Objectif 1: Dans l'extrait sur le monde à l'envers, dans quoi grandissent les enfants de la classe moyenne ?
Objectif 2: Traduisez en anglais cette phrase de l'extrait sur le monde à l'envers : « Les banques les plus prestigieuses sont celles qui blanchissent le plus de narcodollars et celles qui renferment le plus d'argent volé. »
Objectif 3: Écrivez la suite de l'extrait sur le monde à l'envers, en reprenant juste après sa dernière phrase.

Extrait cité:
•••

Le monde à l’envers, c’est celui qui sortait des lanternes magiques du XVIIIe siècle, celui qu’Alice visita en traversant un miroir. Selon le journaliste uruguayen Eduardo Galeano (1940-2015), il suffirait aujourd’hui à celle-ci de se pencher à la fenêtre, tant tuer, voler, polluer sont devenus des vertus, à condition que ce soit à grande échelle. « Le monde à l’envers récompense à l’envers : il méprise l’honnêteté, punit le travail, encourage l’absence de scrupules et alimente le cannibalisme. »
Avec un sens de l’humour dévastateur et une profusion d’exemples, il dénonce l’ordre des choses et les principes qui gouvernent les affaires, indépendamment de toutes considérations morales et inspirés par la seule recherche de profits : « L'économie mondiale est l'expression la plus efficace du crime organisé. » « Dans le monde d'aujourd'hui, monde à l'envers, les pays qui défendent la paix universelle sont ceux qui fabriquent le plus d'armes et qui en vendent le plus aux autres. Les banques les plus prestigieuses sont celles qui blanchissent le plus de narcodollars et celles qui renferment le plus d'argent volé. Les industries qui réussissent le mieux sont celles qui polluent le plus la planète ; et le salut de l'environnement est le fond de commerce le plus rentable pour les entreprises qui l’anéantissent. Ceux qui tuent le maximum de gens en un minimum de temps, qui gagnent le maximum d'argent en un minimum de travail et qui pillent le plus la nature au moindre coût récoltent impunité et félicitation. »
Il montre comment les enfants riches sont éduqués, dès la naissance, « à la consommation et à l'éphémère », tandis que les plus pauvres sont exploités, prostitués, poussés au vol ou à la mendicité, enrôlés comme soldats, et ceux de la classe moyenne grandissent dans la panique, « la panique de tomber ».
Il fustige la publicité qui ordonne de consommer alors que l’économie l'interdit à la majorité, et le crédit qui permet de se gaver de nouveaux biens inutiles, de s'adonner au culte de l’apparence.

•••

Enregistrements d'un ensemble d'étiquetage par points:
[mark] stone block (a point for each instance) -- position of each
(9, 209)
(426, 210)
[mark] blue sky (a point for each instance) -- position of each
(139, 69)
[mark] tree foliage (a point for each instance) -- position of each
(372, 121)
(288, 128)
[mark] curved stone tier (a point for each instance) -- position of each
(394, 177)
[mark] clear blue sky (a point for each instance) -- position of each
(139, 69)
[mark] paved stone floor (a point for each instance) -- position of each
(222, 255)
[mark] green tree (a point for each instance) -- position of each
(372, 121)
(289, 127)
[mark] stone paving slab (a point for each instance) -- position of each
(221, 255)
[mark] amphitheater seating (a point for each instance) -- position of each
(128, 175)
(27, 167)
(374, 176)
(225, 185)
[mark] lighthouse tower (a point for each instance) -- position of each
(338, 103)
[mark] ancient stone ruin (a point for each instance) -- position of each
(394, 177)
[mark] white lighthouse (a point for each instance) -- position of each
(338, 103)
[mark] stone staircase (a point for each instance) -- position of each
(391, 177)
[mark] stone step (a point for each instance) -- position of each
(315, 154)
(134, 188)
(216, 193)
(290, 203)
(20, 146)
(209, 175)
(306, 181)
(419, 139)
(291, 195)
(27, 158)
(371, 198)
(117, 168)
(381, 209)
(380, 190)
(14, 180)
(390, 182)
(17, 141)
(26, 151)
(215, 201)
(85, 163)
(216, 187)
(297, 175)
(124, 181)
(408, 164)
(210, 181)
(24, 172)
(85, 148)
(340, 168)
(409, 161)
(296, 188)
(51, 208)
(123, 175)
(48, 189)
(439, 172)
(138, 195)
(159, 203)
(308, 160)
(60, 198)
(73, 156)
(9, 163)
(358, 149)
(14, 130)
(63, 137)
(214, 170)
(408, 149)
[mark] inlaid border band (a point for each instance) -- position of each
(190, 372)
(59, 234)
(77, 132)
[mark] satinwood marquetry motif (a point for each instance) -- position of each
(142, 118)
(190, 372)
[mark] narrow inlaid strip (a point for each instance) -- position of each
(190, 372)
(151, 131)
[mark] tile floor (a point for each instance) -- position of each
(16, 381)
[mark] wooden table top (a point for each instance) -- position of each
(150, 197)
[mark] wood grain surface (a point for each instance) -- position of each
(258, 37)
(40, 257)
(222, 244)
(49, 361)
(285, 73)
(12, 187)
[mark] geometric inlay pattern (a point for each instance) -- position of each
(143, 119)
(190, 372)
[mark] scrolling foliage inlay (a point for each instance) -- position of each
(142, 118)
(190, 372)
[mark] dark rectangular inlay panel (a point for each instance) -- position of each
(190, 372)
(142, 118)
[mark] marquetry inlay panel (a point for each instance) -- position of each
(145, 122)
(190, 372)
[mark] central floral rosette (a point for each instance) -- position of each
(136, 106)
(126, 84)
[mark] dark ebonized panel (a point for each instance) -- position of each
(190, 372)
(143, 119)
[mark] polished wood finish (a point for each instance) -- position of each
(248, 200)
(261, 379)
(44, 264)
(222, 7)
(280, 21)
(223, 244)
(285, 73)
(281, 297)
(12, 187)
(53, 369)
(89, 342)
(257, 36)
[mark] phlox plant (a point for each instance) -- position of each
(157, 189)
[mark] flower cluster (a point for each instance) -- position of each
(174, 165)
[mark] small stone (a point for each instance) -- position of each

•••

Résultat 1: Ils grandissent dans la panique, « la panique de tomber ».

Résultat 2: The most prestigious banks are those that launder the most narcodollars and those that hold the most stolen money.

Résultat 3:
Alors que la pauvreté était considérait comme le fruit de l’injustice, elle est maintenant « la juste punition que mérite l’inefficacité » : « Le code moral de la fin du millénaire ne condamne pas l'injustice, mais l'échec. » Les infamies sont converties en exploits, par la dissociation de l’accumulation et du dénuement. De la même façon, la Justice exonère « de sa responsabilité un ordre social qui jette toujours plus de gens dans les rues et les prisons, et qui génère toujours plus de désespoir ». L’auteur explique comment la peur est devenue « la matière première des industries prospères de la sécurité privée et du contrôle social », comment sont créés des ennemis, afin que le commerce des armes prospère. Il dénonce également l’hypocrisie qui entoure le trafic de drogue, prétexte à une nouvelle diabolisation des pauvres et à l’enrichissement des banques. Ainsi, alors qu’aux États-Unis huit consommateurs sur dix sont blancs, un seul sur dix est emprisonné pour cet usage ! La reine Victoria fut la plus grande trafiquante de drogue du XIXe siècle, avec le commerce de l’opium !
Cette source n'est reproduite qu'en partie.